THE PROBLEM:
Copy out all of the lines below, substituting "single point" for each occurrence of "single marker" and changing nothing else. Omit the pictures from your copy.
-- start MATERIAL FOR THE TASK --
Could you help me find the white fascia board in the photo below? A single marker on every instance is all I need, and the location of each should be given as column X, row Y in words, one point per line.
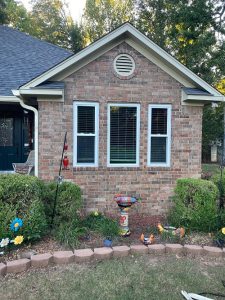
column 210, row 98
column 134, row 33
column 53, row 92
column 150, row 55
column 9, row 99
column 77, row 57
column 200, row 99
column 81, row 63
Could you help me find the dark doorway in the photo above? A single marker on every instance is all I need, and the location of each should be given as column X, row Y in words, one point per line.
column 16, row 131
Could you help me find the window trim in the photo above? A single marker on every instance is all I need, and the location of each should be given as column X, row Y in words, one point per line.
column 168, row 135
column 75, row 134
column 137, row 135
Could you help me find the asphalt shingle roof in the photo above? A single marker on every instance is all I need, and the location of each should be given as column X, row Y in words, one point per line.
column 23, row 57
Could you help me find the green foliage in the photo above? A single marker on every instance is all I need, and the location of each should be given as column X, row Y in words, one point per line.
column 106, row 227
column 66, row 227
column 100, row 17
column 18, row 17
column 68, row 201
column 20, row 196
column 68, row 233
column 168, row 236
column 219, row 182
column 195, row 205
column 51, row 22
column 192, row 31
column 3, row 14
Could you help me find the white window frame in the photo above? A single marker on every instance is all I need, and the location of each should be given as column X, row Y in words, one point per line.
column 137, row 134
column 75, row 134
column 168, row 136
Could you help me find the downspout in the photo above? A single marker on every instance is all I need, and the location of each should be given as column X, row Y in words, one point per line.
column 35, row 111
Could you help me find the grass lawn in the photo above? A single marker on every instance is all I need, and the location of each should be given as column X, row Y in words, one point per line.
column 129, row 278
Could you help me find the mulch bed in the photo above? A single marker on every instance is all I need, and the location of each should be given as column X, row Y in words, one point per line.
column 94, row 240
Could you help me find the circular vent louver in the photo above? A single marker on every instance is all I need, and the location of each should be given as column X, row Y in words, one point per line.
column 124, row 65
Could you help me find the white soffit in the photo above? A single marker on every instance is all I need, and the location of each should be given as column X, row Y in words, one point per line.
column 108, row 41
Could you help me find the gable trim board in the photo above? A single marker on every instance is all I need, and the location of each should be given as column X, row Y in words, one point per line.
column 141, row 43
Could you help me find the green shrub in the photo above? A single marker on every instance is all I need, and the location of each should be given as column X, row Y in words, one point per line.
column 69, row 233
column 20, row 196
column 68, row 201
column 195, row 205
column 106, row 227
column 216, row 179
column 66, row 227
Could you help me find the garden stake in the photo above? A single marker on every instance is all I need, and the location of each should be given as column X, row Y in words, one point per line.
column 221, row 191
column 59, row 180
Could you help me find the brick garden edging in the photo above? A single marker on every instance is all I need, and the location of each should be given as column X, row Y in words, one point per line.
column 86, row 255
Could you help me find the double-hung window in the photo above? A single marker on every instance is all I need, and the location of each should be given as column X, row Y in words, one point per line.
column 86, row 125
column 159, row 135
column 123, row 135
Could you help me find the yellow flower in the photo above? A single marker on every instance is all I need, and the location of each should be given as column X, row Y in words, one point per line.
column 18, row 240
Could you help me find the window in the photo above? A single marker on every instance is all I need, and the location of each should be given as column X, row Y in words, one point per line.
column 86, row 134
column 123, row 134
column 159, row 138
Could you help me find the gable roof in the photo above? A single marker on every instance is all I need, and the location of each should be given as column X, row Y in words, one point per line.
column 23, row 57
column 141, row 43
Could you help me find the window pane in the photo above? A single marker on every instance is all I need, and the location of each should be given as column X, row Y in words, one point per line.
column 123, row 135
column 85, row 119
column 85, row 149
column 158, row 149
column 159, row 121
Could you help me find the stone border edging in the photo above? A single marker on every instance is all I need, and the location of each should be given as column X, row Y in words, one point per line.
column 86, row 255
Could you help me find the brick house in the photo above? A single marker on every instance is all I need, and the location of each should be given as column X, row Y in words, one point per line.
column 133, row 117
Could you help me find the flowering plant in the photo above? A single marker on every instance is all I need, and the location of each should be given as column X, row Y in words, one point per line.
column 16, row 224
column 220, row 237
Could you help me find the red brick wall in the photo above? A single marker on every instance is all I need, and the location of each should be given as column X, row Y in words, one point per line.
column 97, row 82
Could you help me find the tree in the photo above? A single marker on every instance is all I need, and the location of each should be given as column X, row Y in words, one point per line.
column 3, row 15
column 51, row 22
column 189, row 30
column 102, row 16
column 18, row 17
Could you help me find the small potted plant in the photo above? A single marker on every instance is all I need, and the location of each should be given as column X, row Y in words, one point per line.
column 220, row 238
column 109, row 230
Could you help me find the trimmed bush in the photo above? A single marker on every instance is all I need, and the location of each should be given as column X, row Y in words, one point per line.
column 195, row 205
column 20, row 196
column 66, row 227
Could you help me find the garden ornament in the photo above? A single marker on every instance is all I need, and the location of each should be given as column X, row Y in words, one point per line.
column 147, row 241
column 124, row 203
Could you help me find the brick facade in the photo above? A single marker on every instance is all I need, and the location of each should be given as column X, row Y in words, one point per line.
column 97, row 82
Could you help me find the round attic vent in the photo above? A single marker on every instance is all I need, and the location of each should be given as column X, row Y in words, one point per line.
column 124, row 65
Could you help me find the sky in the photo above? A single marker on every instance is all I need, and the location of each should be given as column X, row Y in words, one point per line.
column 76, row 7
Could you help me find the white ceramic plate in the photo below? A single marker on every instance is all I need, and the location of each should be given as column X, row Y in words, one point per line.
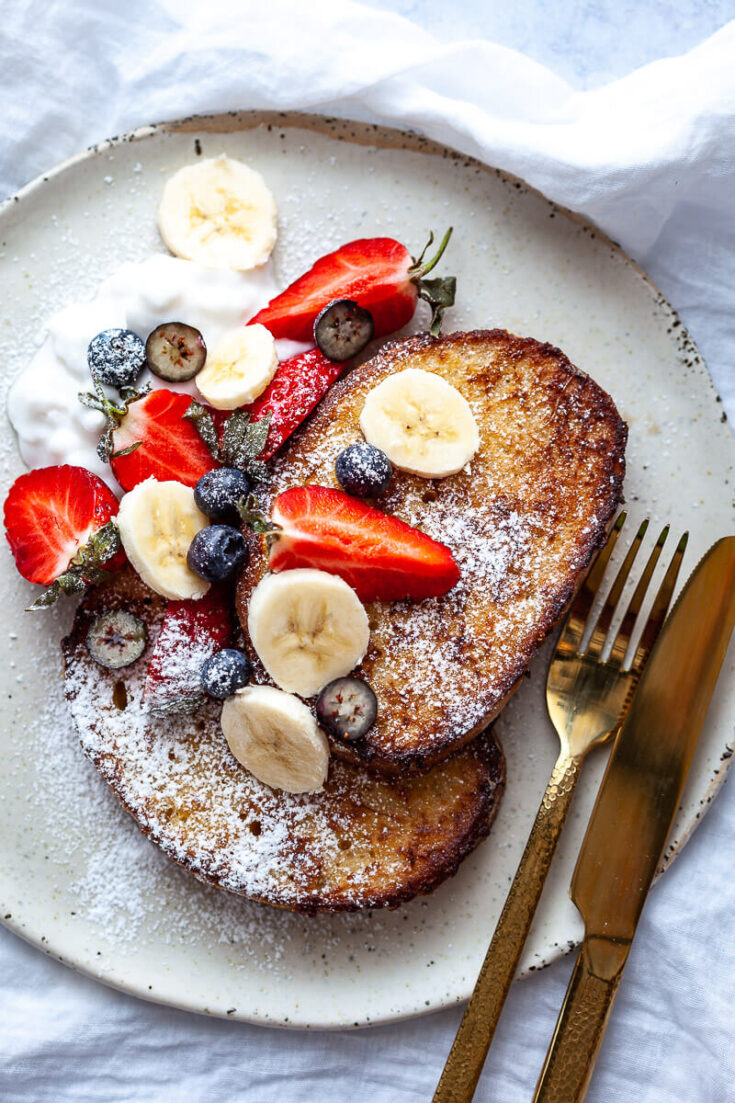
column 76, row 878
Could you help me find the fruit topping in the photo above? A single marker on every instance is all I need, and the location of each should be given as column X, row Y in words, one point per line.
column 191, row 633
column 297, row 387
column 158, row 522
column 116, row 357
column 342, row 329
column 347, row 708
column 60, row 529
column 422, row 423
column 363, row 470
column 379, row 272
column 238, row 368
column 381, row 557
column 220, row 213
column 217, row 493
column 275, row 736
column 251, row 437
column 234, row 440
column 225, row 673
column 176, row 352
column 116, row 639
column 148, row 436
column 216, row 553
column 307, row 628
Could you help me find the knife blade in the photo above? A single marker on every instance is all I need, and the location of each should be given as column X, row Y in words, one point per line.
column 635, row 809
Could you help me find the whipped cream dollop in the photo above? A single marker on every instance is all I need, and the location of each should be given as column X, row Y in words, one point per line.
column 51, row 423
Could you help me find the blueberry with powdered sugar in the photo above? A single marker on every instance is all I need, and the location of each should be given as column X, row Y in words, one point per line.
column 225, row 673
column 217, row 493
column 347, row 708
column 363, row 470
column 216, row 553
column 116, row 357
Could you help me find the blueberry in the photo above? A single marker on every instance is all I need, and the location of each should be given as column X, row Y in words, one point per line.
column 116, row 639
column 116, row 357
column 224, row 673
column 216, row 552
column 342, row 329
column 217, row 492
column 363, row 470
column 176, row 352
column 347, row 708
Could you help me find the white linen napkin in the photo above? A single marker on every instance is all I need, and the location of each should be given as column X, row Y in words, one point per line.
column 650, row 158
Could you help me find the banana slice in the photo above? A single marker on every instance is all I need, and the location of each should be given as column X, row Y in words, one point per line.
column 275, row 736
column 240, row 368
column 158, row 522
column 220, row 213
column 308, row 627
column 422, row 424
-- end MATERIAL FOR THE TASK --
ANSWER TO THE PROBLEM:
Could you help me find the white fascia board in the photo below? A single point on every instance is all I need, and the location of each should be given as column X, row Y in words, one point per line.
column 210, row 98
column 134, row 33
column 53, row 92
column 150, row 55
column 9, row 99
column 77, row 57
column 200, row 99
column 81, row 63
Could you help me find the dark doorway in the photo above? A single point on every instance is all I need, and the location of each should be given as column X, row Y in words, one point per line.
column 16, row 131
Could you help me find the window trim in the photo above? A single point on every instance is all I need, and the location of each should be given as column X, row Y in words, one point per line.
column 168, row 135
column 75, row 134
column 137, row 135
Could you help me find the asphalt shingle roof in the photo above? A single point on every instance is all I need, and the location of each should be given as column X, row Y in words, one point per line.
column 23, row 57
Could you help me find the green foliage in the photo above? A single point on every instance is all I need, and the location of each should be given as column X, row Y in words, one point per line.
column 106, row 227
column 66, row 227
column 100, row 17
column 18, row 17
column 68, row 201
column 20, row 196
column 68, row 233
column 168, row 236
column 219, row 182
column 195, row 205
column 51, row 22
column 192, row 31
column 3, row 14
Could you help me find the white window frame in the photo above? A single point on every instance is all I need, and the location of each should be given as column X, row Y in words, one point per line.
column 137, row 134
column 75, row 134
column 168, row 136
Could you help me find the downspout in the photo above? A single point on every instance is all I need, and the location of each should be given as column X, row Y in words, one point per line.
column 35, row 111
Could you help me find the grass lawn in the photo above? A single point on every instance is all I need, and the location of each should be given as column X, row Y in words, one point per line.
column 129, row 278
Could you help me find the mulch bed in the photo above? A single point on every instance is all I need, and the location of each should be given as column X, row Y in words, one point per line.
column 94, row 240
Could you help me find the circular vent louver in the photo above? A single point on every instance is all I need, and the location of each should be given as column X, row Y in words, one point per line.
column 124, row 65
Could you help me find the white soffit in the photo above? A single point on every instance is all I need, and the location of each should be given as column X, row Y in words, one point per line.
column 108, row 41
Could you help me find the gable trim board in the photo above? A single point on every instance is all I need, and the location of each should be given as column X, row Y in words, one point per line.
column 141, row 43
Could you help me find the green shrub in the photo above? A single point on every instance is all I need, and the location of each should be given as column X, row Y in words, one point per line.
column 69, row 233
column 20, row 196
column 68, row 201
column 195, row 205
column 106, row 227
column 216, row 179
column 66, row 227
Could you help me find the garden stake in the photo above? A single point on every instance is all I need, and the location of each should be given as column X, row Y in words, one point per line.
column 221, row 191
column 59, row 180
Could you help me find the brick garden edging in the photo above? A single point on every instance is all I need, and the location of each should be given as column X, row Y in words, one point per line.
column 86, row 255
Could you help me find the double-hung window in the photo above? A single point on every instance is all I need, and the location of each should be given as column X, row Y in words, one point per line.
column 86, row 125
column 159, row 135
column 123, row 135
Could you help me find the yellow flower in the photo above? A single point on every instance is all I need, and the location of each should be given as column X, row Y in words, one point per line.
column 18, row 240
Could you help me find the window in the photo above? A single point on every instance is all I need, and the location of each should be given as column X, row Y in words, one point per line.
column 86, row 134
column 123, row 134
column 159, row 138
Could you help me find the gable roof in the photo above? A single point on every instance is all I need, and the location of each should be given as column X, row Y in words, one point per line.
column 23, row 57
column 141, row 43
Could you help me find the window pane in the photo above? A single point on every instance is all I need, and the location of each should be given as column X, row Y in words, one point per line.
column 123, row 135
column 85, row 119
column 85, row 149
column 158, row 149
column 159, row 121
Could you help me find the stone border edging in the photo above? A single point on every instance is all I need, and the location of each should be given as column X, row Y in words, one point per line.
column 86, row 255
Could you help me find the brick house in the photo above? A single point on every instance is all I need, and the location of each should be given as column X, row Y in words, one point per line.
column 133, row 117
Could you help me find the flowering plant in the photo above? A single point on every instance is all I need, and the location of each should be given as column X, row Y in words, one point per line.
column 16, row 224
column 220, row 237
Could you help me find the red brick wall in the photo above? A single point on every instance is all I need, and the location of each should be given as column X, row Y in words, one point per line.
column 97, row 82
Could you help me find the tree in the photo above? A single point on every instance is all I need, and the location of each should be given as column X, row Y in words, one point per line.
column 3, row 15
column 51, row 22
column 189, row 30
column 102, row 16
column 18, row 17
Could you help me find the small potted plant in the photo above? A single point on every instance is all I need, and the location of each should be given as column X, row Y in words, one point per line.
column 220, row 238
column 109, row 230
Could you help me find the trimmed bush in the photo above? A single point on every instance is all I need, and the location of each should be given as column X, row Y in words, one point per line.
column 195, row 205
column 20, row 196
column 66, row 227
Could you help me find the garden ornament in the photo above? A single point on every instance is all I need, and the location of each should be given as column X, row Y in words, one point per line.
column 147, row 241
column 124, row 203
Could you help me find the brick facade in the photo above? A single point on every instance is all I need, and the location of each should be given as column X, row Y in words, one point per line.
column 97, row 82
Could you help me find the round attic vent in the photo above? A single point on every instance is all I need, and the location of each should be given as column X, row Y in words, one point per line.
column 124, row 65
Could you help me find the sky in the photo above? A single point on every instance is all I need, and the location of each should be given as column X, row Y in words, one point per line.
column 76, row 7
Could you help me find the white ceramic plate in the photo below? A single point on every instance is all I need, and the location of each should be given as column X, row Y in words, one point per line.
column 76, row 878
Could you help me find the fruit topping in the photo above? A single point on every instance is all I need, and the location of each should be given as column X, row Y in words, one point per line.
column 191, row 633
column 297, row 387
column 158, row 522
column 116, row 357
column 342, row 329
column 347, row 708
column 60, row 529
column 422, row 423
column 363, row 470
column 379, row 272
column 238, row 368
column 381, row 557
column 220, row 213
column 217, row 493
column 275, row 736
column 251, row 437
column 234, row 440
column 225, row 673
column 176, row 352
column 116, row 639
column 148, row 436
column 216, row 553
column 307, row 628
Could you help me find the knife blade in the photo above? A single point on every instance is all I need, and the location of each should be given as column X, row Y in words, one point per line.
column 635, row 809
Could you help me find the whipped cream dollop in the photo above? A single point on every instance is all I need, and the location of each should be given as column X, row Y in words, one point per line.
column 51, row 423
Could you help me find the blueberry with powdered sugar in the photo above? A single point on every instance is all I need, and the location of each should be given as column X, row Y in words, one point per line.
column 225, row 673
column 217, row 493
column 347, row 708
column 363, row 470
column 216, row 553
column 116, row 357
Could you help me find the blueberry in the photo above? A single point on every instance is all I need, and the location of each should be given as column X, row Y in words, one point per line.
column 116, row 639
column 116, row 357
column 224, row 673
column 216, row 552
column 342, row 329
column 217, row 492
column 363, row 470
column 176, row 352
column 347, row 708
Could you help me find the white linen napkin in the photo above? A single point on every instance is all I need, and the location of each should be given as column X, row Y in words, one point per line.
column 650, row 158
Could you help me find the banana slice in the photo above? A single point on every instance is all I need, and the location of each should be given as column X, row Y in words, one point per line.
column 275, row 736
column 240, row 368
column 158, row 522
column 220, row 213
column 308, row 627
column 422, row 424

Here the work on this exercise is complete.